─── Data rows

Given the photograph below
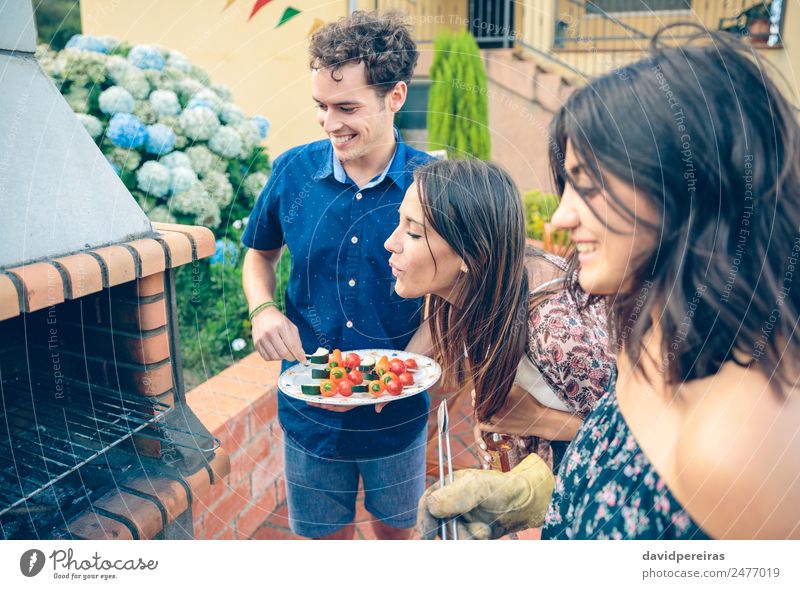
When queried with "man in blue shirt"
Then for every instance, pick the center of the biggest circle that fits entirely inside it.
(334, 203)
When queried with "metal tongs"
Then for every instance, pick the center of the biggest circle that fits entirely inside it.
(444, 452)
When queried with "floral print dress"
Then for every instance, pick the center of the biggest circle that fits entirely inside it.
(607, 489)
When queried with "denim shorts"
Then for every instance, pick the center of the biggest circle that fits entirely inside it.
(321, 492)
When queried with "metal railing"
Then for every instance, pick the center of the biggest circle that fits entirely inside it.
(625, 25)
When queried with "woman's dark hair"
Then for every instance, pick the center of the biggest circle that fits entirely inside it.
(477, 209)
(702, 134)
(383, 41)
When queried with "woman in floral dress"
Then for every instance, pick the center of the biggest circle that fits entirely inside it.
(681, 193)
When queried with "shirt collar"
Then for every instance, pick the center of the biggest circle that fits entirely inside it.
(396, 166)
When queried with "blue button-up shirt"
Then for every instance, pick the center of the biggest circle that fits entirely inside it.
(341, 289)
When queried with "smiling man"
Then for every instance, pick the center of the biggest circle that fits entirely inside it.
(333, 203)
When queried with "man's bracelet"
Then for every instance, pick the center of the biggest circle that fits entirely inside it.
(261, 307)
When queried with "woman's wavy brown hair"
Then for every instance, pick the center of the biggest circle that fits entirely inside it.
(383, 41)
(708, 140)
(477, 209)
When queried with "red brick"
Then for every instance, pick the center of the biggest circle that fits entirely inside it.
(9, 298)
(268, 533)
(177, 247)
(225, 511)
(202, 237)
(279, 518)
(151, 256)
(42, 284)
(255, 515)
(150, 285)
(256, 451)
(141, 512)
(85, 275)
(147, 349)
(220, 466)
(234, 433)
(144, 316)
(93, 526)
(119, 263)
(263, 411)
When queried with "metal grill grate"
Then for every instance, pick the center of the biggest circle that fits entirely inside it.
(46, 434)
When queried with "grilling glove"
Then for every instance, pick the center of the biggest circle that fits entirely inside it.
(488, 504)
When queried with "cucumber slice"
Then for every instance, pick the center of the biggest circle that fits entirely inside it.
(367, 364)
(320, 356)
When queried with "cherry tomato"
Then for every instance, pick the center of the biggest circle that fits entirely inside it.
(376, 388)
(406, 379)
(355, 376)
(338, 374)
(397, 366)
(394, 387)
(345, 388)
(352, 360)
(327, 388)
(388, 377)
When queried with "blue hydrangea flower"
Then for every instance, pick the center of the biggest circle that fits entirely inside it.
(197, 103)
(153, 178)
(160, 139)
(181, 179)
(263, 125)
(115, 100)
(164, 102)
(226, 253)
(126, 130)
(226, 142)
(146, 57)
(87, 43)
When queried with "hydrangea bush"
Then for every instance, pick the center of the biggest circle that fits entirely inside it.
(188, 154)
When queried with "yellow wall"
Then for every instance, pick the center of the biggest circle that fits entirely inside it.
(265, 68)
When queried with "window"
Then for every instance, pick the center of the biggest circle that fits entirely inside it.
(610, 6)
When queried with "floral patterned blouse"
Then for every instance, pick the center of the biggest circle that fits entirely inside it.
(570, 349)
(607, 489)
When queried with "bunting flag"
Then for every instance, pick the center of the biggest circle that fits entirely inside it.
(288, 15)
(258, 6)
(317, 24)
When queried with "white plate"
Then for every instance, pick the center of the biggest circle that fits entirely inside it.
(427, 373)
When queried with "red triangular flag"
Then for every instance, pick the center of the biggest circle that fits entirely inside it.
(258, 6)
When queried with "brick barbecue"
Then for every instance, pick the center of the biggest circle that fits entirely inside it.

──────

- [Exercise]: Copy every entry exactly as written. Pictures are excluded.

- [Solution]:
Given the photograph below
When queried with "man in blue shirt"
Then for every instance, pick the center of the biggest circle that fits entirely inside it.
(334, 203)
When queried with "metal tongs"
Then for every instance, pick the center of the biggest circle that fits entirely inside it.
(444, 452)
When queried with "floral print dress"
Then for every instance, pick the center of the biggest circle that fits entirely inside it.
(607, 489)
When queried with "denim shorts"
Then for every instance, pick the center of the biggest circle that fits entirely inside it.
(321, 492)
When queried with "metal railing"
Then for every instance, pick the center of the biggest circle that fits entirely inside it.
(625, 25)
When queried with "woman's dark hair"
Then for every instance, pick the center of the biggest circle that fits entirely inside it.
(477, 209)
(702, 134)
(383, 41)
When queried with "woman in floral dress"
Then for every instance, pick the center of the biggest circle that fits entirely inside it.
(681, 193)
When queried with "shirt collar"
Then for every instance, pick the center of the biggest circle that fits entirely inside it.
(396, 166)
When queried with "blue button-up shirt"
Then for every instance, pick the center of the biggest circle that fits entirely inside it.
(341, 289)
When queried with "smiling man"
Then for every instance, pick the center of the biggest circle that fits entirely inside it.
(333, 203)
When queried with "man's bracelet"
Then for every instance, pick the center of the biggest circle that fits entirely inside it.
(261, 307)
When queried with "woman's wavy brown hair"
Then for every instance, pick the center of the biggest circle that fits entirely inside it.
(383, 41)
(708, 140)
(477, 209)
When queried with "red brick"
Then for every instance, pick the center of the biggest circle that fits entirely inside it.
(9, 298)
(268, 533)
(177, 247)
(225, 511)
(202, 237)
(279, 518)
(151, 256)
(42, 284)
(255, 515)
(150, 285)
(256, 451)
(141, 512)
(85, 275)
(147, 349)
(220, 466)
(234, 433)
(144, 316)
(93, 526)
(119, 263)
(263, 411)
When queried with "metal grill grate"
Then for every instance, pick the center of the biggest circle that fits entirely inside it.
(46, 434)
When queried with "grilling glove"
Then for every instance, pick the center of the biggest circle that fits entirely inside it.
(488, 504)
When queried with "cucumber slice"
Then for every instance, pick the center of the biggest circle that fits entirely inside it.
(367, 364)
(320, 356)
When queried with "cherry tomato"
Then for every instance, pick the center of the biggest circle that fits entirely inside it.
(376, 388)
(406, 379)
(355, 376)
(338, 374)
(397, 366)
(394, 387)
(345, 388)
(352, 360)
(327, 388)
(388, 377)
When queried with "blue hydrangea flower"
Then for every instance, pick the center of the biggest circle that fits entirely inside it.
(197, 103)
(153, 178)
(160, 139)
(181, 179)
(263, 125)
(115, 100)
(164, 102)
(226, 253)
(126, 130)
(226, 142)
(146, 57)
(87, 43)
When queried with "hydrangea bush"
Then for every instance, pick the center of the biggest circle that fits entirely inside it.
(188, 154)
When queried with "yellow wall"
Then for every instance, pick the center of the biggest circle that fits entirely inside it.
(265, 68)
When queried with "window"
Then for every instance, pick the center of the biggest circle that fits entirely inside it.
(610, 6)
When queried with "floral patterned blouse"
Then for every instance, pick the center of the biggest circle that fits entirely inside it.
(570, 349)
(607, 489)
When queried with "bunting flag"
Then for every instance, pick the center of the biggest circle that fits entirely inside it.
(288, 15)
(258, 6)
(317, 24)
When queried with "white plate"
Then for every instance, pick the center of the biggest circle that fits entirely inside it.
(427, 373)
When queried with "red triangular flag"
Then for every instance, pick the center of the biggest circle that fits entirely inside it.
(258, 6)
When queried with "brick barbecue"
Then for every instance, pick the center of the biggest circle that fits entirely inside it.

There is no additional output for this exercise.